• [Document text]:

In fact, Sally Jreij did that not so long ago at yet another international pageant with Miss Israel Mor Maman:

From the 124 contestants, Maman’s best friend is Miss Kirgizstan and she has not been treated with hostility so far, expect for an incident concerning Miss Lebanon: “On one of the trips they took us on some of us girls wanted to take a selfie. Miss Lebanon wanted to join but asked me where I was from. When I told her I was from Israel, she declined the photo.”

Leave it to Lebanon to make a big deal out of nothing when we’re drowning up to our chins in problems.

So as a reminder, for when you are sharing that selfie, calling her a traitor and pointing her towards the public guillotine, here are 5 issues that are taking place as we speak and which most of you aren’t giving a second glance:

1 – Our Kidnapped Soldiers in Arsal:

How many months has it been since those soldiers were taken hostage by Islamists? How many days have their parents set up camps, blocked roads and did the impossible to bring attention to their sons? How many of those soldiers have been beheaded already to exert pressure on the country? How many questions of those can you answer without reverting to google?

Just today, two of our soldiers were injured by Israelis in the South. But obviously, that is less important than a selfie.

2 – Tripoli Had Two Explosions Last Week:

Between Charlie, Ahmed and every single Frenchman last week, we have failed to notice that the country lost 9 people in a double suicide attack in Tripoli last week. We didn’t have vigils in Beirut about them. No one protested. I bet few even cared. The news that one of the victims of those attacks was a bonafide hero didn’t even make a dent in our news. We couldn’t even agree on a hashtag to support Tripoli in the explosions. If you’re wondering, the hashtag to support sally is #StandForSally.

3 – No President:

I’m listing this as the #3 issue because it has become so passé. Our parliament failed yet again to elect a president last week. How many times have those been? I personally don’t know so you’re forgiven if you don’t know either. I suppose a country without a president is surely allowed to be panicky about a selfie with the enemy, right?

• [Exercise set]:
(1) In the piece on the Miss Lebanon selfie, how many people died in the double suicide attack in Tripoli?
(2) Write a continuation of the piece on the Miss Lebanon selfie, starting after its final sentence.

Data extracted from a collection:

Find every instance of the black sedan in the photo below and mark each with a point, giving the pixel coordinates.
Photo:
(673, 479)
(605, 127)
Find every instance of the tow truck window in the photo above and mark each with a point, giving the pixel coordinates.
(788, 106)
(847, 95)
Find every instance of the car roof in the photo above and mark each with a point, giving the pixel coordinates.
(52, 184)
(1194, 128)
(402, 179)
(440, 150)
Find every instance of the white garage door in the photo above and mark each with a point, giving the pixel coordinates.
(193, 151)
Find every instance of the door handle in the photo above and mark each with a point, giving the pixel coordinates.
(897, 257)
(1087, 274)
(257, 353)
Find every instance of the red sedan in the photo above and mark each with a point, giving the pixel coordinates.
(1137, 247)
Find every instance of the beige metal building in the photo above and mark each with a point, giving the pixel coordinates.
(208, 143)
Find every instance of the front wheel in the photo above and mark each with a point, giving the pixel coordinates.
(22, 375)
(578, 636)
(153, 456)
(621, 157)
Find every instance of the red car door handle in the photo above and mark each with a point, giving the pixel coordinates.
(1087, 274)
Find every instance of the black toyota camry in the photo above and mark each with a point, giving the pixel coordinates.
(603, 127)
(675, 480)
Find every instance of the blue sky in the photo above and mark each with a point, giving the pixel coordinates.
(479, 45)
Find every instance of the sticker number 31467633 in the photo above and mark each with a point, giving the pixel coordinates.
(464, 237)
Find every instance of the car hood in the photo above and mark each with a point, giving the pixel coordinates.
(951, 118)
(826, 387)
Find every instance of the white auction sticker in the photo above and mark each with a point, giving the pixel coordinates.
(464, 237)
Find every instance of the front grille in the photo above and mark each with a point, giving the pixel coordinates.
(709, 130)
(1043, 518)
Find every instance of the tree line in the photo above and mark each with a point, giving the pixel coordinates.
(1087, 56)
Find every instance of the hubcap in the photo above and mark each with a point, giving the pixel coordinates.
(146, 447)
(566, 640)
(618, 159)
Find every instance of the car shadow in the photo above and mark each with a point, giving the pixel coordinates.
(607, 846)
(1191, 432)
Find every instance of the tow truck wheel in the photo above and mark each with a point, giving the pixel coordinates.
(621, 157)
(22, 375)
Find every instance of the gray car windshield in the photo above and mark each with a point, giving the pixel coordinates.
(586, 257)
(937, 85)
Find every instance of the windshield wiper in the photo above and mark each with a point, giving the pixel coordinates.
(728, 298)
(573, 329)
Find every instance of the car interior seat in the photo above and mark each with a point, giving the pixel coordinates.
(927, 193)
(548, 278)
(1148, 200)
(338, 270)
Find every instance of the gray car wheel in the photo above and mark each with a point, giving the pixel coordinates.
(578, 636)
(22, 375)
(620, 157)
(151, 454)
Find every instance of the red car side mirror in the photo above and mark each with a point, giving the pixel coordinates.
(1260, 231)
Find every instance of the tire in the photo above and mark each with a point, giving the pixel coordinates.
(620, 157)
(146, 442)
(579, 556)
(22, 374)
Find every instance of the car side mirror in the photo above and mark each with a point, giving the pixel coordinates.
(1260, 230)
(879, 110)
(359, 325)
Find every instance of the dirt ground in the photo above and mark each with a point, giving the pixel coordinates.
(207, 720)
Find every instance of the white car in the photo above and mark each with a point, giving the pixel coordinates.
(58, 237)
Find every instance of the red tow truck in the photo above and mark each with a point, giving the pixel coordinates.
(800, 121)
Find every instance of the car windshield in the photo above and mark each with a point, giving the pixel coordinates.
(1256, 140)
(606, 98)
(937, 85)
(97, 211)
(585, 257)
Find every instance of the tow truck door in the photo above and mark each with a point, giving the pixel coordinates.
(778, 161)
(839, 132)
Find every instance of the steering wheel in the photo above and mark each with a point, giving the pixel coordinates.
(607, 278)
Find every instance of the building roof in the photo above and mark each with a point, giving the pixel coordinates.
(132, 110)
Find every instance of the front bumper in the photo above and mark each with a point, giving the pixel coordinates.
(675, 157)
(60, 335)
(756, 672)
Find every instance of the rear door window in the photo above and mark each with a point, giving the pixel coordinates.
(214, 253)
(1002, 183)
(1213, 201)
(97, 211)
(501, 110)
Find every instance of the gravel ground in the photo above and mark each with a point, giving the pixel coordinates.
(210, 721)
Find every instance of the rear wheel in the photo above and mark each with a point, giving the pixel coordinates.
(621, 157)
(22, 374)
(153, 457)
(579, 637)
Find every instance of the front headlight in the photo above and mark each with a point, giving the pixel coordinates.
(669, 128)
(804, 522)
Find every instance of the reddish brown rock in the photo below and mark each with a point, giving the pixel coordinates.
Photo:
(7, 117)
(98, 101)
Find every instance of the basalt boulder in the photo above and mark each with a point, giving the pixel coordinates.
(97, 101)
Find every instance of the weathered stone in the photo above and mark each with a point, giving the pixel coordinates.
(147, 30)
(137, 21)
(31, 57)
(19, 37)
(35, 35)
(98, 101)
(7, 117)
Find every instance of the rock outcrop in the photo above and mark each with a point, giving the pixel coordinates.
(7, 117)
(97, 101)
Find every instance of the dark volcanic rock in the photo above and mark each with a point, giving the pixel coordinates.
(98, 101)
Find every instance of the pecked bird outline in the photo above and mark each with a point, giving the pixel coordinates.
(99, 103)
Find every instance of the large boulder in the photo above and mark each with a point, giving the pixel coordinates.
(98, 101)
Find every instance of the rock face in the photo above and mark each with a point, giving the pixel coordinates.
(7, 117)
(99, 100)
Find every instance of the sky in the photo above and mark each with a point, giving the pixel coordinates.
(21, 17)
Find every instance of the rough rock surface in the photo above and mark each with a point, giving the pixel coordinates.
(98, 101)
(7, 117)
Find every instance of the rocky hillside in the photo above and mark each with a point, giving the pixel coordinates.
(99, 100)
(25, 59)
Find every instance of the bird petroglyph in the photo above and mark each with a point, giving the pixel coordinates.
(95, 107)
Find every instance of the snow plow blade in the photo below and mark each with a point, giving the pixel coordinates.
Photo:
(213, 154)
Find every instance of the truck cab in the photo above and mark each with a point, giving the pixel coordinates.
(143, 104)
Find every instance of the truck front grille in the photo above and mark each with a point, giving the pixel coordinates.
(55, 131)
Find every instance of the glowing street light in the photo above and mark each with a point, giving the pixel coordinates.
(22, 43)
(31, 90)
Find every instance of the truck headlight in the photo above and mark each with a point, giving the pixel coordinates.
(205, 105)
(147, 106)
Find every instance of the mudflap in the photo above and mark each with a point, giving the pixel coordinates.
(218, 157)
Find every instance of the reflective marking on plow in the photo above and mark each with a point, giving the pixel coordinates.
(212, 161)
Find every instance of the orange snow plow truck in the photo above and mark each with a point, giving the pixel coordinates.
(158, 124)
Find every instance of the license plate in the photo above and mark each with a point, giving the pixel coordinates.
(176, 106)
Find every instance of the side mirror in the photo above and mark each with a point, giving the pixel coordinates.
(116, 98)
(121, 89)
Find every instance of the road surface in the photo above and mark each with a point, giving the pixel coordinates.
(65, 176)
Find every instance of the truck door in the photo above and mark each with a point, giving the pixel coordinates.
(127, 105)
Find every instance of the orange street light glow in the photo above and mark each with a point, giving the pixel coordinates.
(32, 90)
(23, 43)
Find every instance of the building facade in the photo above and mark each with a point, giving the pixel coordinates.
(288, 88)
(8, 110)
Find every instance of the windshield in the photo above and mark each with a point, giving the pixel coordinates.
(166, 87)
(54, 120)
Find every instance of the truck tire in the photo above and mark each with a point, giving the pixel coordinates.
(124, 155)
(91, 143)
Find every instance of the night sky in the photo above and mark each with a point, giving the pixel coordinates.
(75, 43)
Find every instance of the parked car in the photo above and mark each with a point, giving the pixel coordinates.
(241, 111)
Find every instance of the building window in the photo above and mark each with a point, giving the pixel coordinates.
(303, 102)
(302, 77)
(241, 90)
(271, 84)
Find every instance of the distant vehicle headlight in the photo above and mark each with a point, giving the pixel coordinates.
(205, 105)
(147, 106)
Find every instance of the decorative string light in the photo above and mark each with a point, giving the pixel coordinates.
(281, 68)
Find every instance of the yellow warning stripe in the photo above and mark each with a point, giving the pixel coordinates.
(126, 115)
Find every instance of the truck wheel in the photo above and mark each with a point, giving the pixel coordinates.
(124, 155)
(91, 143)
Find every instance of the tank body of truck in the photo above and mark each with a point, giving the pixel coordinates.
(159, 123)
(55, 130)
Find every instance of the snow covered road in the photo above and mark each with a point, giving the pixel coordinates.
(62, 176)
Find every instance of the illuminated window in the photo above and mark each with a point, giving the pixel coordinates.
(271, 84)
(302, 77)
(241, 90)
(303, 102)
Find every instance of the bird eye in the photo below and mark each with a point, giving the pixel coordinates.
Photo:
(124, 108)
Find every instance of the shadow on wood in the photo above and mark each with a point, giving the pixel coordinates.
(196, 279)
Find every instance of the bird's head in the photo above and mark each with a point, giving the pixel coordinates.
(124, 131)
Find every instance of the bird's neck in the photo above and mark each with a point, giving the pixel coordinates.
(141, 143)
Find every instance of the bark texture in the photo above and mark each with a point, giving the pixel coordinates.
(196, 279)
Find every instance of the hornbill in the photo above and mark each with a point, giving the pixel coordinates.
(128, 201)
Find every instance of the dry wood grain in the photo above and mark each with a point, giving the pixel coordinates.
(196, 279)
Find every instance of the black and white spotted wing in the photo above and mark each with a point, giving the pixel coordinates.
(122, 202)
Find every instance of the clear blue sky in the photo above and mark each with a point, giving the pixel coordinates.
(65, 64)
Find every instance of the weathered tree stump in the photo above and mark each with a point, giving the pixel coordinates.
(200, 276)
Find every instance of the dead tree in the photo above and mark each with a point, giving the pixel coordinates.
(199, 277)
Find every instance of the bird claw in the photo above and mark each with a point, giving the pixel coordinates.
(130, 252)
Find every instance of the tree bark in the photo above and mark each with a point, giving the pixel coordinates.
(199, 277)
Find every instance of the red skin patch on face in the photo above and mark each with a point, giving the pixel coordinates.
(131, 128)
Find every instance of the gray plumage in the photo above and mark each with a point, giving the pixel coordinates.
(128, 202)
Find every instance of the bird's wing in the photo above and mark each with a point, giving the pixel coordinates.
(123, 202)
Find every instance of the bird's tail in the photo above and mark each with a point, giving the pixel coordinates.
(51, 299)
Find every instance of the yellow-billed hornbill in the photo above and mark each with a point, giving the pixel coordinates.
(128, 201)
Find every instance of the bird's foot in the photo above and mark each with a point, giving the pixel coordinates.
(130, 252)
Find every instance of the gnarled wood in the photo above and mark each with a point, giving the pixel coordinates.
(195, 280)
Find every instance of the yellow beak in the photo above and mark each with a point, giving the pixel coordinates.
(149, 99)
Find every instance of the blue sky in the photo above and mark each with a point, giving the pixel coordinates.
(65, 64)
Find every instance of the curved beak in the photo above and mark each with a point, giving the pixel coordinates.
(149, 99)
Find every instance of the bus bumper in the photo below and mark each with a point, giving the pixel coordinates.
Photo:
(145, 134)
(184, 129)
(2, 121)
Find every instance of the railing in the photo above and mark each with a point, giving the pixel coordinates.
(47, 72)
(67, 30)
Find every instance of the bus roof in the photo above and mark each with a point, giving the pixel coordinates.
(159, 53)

• [Exercise responses]:
(1) 9 people.

(2)
4 – A Recycled Parliament:

Never since the Civil War has a Lebanese parliament been a space occupying lesion as this one. They’ve been around for more than 5 years now. They will be around for 2 more. They are not passing any laws. They are not serving the country in anything, and if you look at point number 3, they have failed again and again to elect a president. Who cares when Miss Lebanon took a selfie with Miss Israel goddamit!

5 – Rule of Guns:

Yves Nawfal passed away last week because he was shot by people who thought above the law and whose entire lives revolve around guns. A couple of days after Yves’ death, another girl named Eliane Safatly was shot dead by a man who protested with his gun to not being allowed into a night club. Americans have their gun rights protected in their constitution. We can’t even begin to talk about an issue that’s killing our youth one by one. But, again, just look at that traitorous selfie for fuck’s sake!

Leave Sally Jreij alone:

The selfie that has you all upset has been around for 6 days. The only way this is causing our national security to go up in flames is through our insecurity that Miss Lebanon doesn’t know her limits as Lebanese abroad.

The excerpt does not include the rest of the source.